■ **TO DO**:
**a.** Answer these questions from the passage on Salinger's war service, one answer per line with matching marks:
(i) What was Salinger's serial number?
(ii) What did Salinger, Keenan, Altaras, and Fitzgerald call themselves?
(iii) According to the Army's official history, at what time did the 4th Infantry Division storm Utah Beach?
**b.** Decide whether each statement agrees with the passage on Salinger's war service. Answer yes or no and quote the words from the passage that settle it.
(i) Werner Kleeman worked as an interpreter for the 12th Infantry.
(ii) Altaras and Fitzgerald had been identified in earlier accounts.
(iii) The infantrymen left before the frogmen did.
**c.** Continue the passage on Salinger's war service from its last sentence.

■ **TEXT BLOCK**:
================

WERNER KLEEMAN: Jerry was just a nice little boy then. He was kind of quiet. I could see he was a little bit of an eight ball. He was different. He didn’t close the straps of his helmet. He did what he wanted to do.
ALEX KERSHAW: Salinger’s serial number was 32325200, the same number he gave many years later to his fictional character Babe Gladwaller in “Last Day of the Last Furlough.”
SHANE SALERNO: John Keenan served with Salinger in the Counter Intelligence Corps [CIC]. Salinger, Keenan, Jack Altaras, and Paul Fitzgerald were together throughout the war, calling themselves the “Four Musketeers”; they remained close friends all their lives. Altaras and Fitzgerald have never been identified before.
“The Four Musketeers”: (L–R) J. D. Salinger, Jack Altaras, John Keenan, Paul Fitzgerald.
JOHN KEENAN: I guess about 3 a.m. the frogmen [naval combat demolition units] left. None of us could sleep, so we knew what was going on. There was a lot of small talk and a lot of fake bravado, too. I don’t think anybody thought this was going to be the great adventure of our lives. Thank God they all got back. Five-ish the infantrymen left. They were the first wave.
EBERHARD ALSEN: Salinger was assigned to the 12th Infantry Regiment. I thought he landed with the regiment at 1030, almost four hours after H-Hour. But the U.S
. Army’s official History of the Counter Intelligence Corps states that the “4th CIC Detachment went in with the 4th Infantry Division when it stormed Utah Beach at 0645.” This means that Salinger’s CIC detachment went ashore at that time with the 8th Regiment, which spearheaded the landing of the 4th Division.
DAVID SHIELDS: An eyewitness, Werner Kleeman, who was serving as an interpreter for the 12th Infantry and who was friends with Salinger, reported that Salinger landed in the second wave of the D-Day assault.
ALEX KERSHAW: On D-Day, Salinger was in a landing craft, coming in toward Utah Beach, crammed in tight with his friends and fellow soldiers, some of whom would be dead shortly.

================

■ **RAW DATA**:

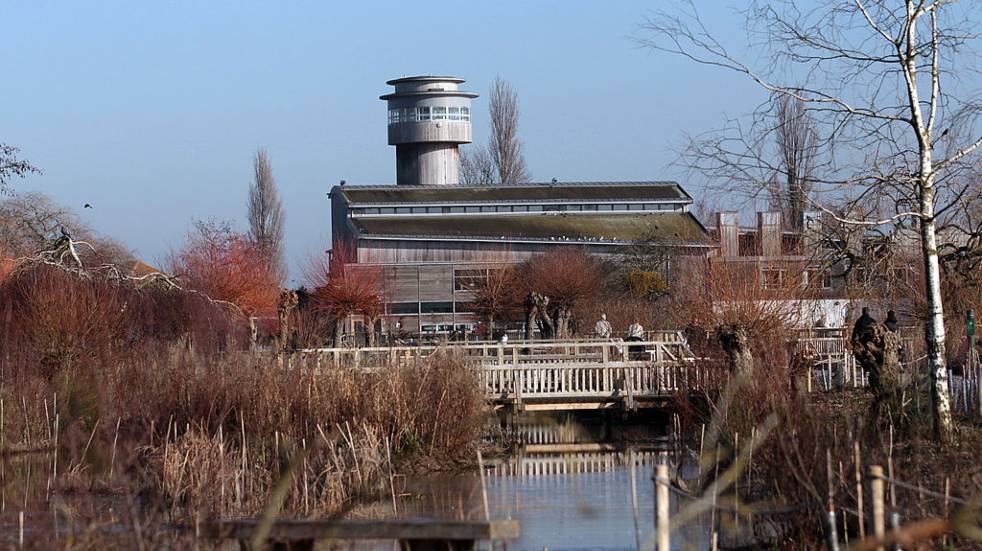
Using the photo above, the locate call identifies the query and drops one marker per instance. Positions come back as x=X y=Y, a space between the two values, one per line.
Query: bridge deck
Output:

================

■ **RESULTS OF THE TASKS**:
**a.**
(i) 32325200
(ii) The "Four Musketeers"
(iii) 0645

**b.**
(i) Yes: "who was serving as an interpreter for the 12th Infantry"
(ii) No: "Altaras and Fitzgerald have never been identified before."
(iii) No: "I guess about 3 a.m. the frogmen [naval combat demolition units] left." and "Five-ish the infantrymen left."

**c.**
WERNER KLEEMAN: Shells were flying over our head. The small arms were still coming in. The artillery shells were coming in.
EDWARD G. MILLER: Most of these guys were nineteen, twenty, twenty-one years old. Salinger was twenty-five, an old man.
PAUL FITZGERALD (excerpt from an unpublished poem): Glamor and bravado were not a part of this. The beach was just ahead of us. Floating in the tide I saw my first casualty.
JOHN KEENAN: The battleships were firing at the coast, aiming at the pillboxes [fortified concrete structures from which German soldiers operated machine guns].
STEPHEN E. AMBROSE: The waves were pitching the landing craft around, coming over the gunwales to hit the troops smack in the face, making many of the men so miserable they could not wait to get off.
PRIVATE RALPH DELLA-VOLPE: The boats were going around like little bugs jockeying for position. I had had an extra, extra big breakfast, thinking it would help, but I lost it.
STEPHEN E. AMBROSE: So did many others. Seaman Marvin Perrett, an 18-year-old Coast Guardsman from New Orleans, was coxswain on a New Orleans–built Higgins boat. The 30 members of the Twelfth Regiment of the Fourth Division he was carrying ashore had turned their heads toward him to avoid the spray. He could see concern and fear on their faces. Just in front of him stood a chaplain. Perrett was concentrating on keeping his place in the advancing line. The chaplain upchucked his breakfast, the wind caught it, and Perrett’s face (and everyone else on the boat) was covered with undigested eggs, coffee, and bits of bacon.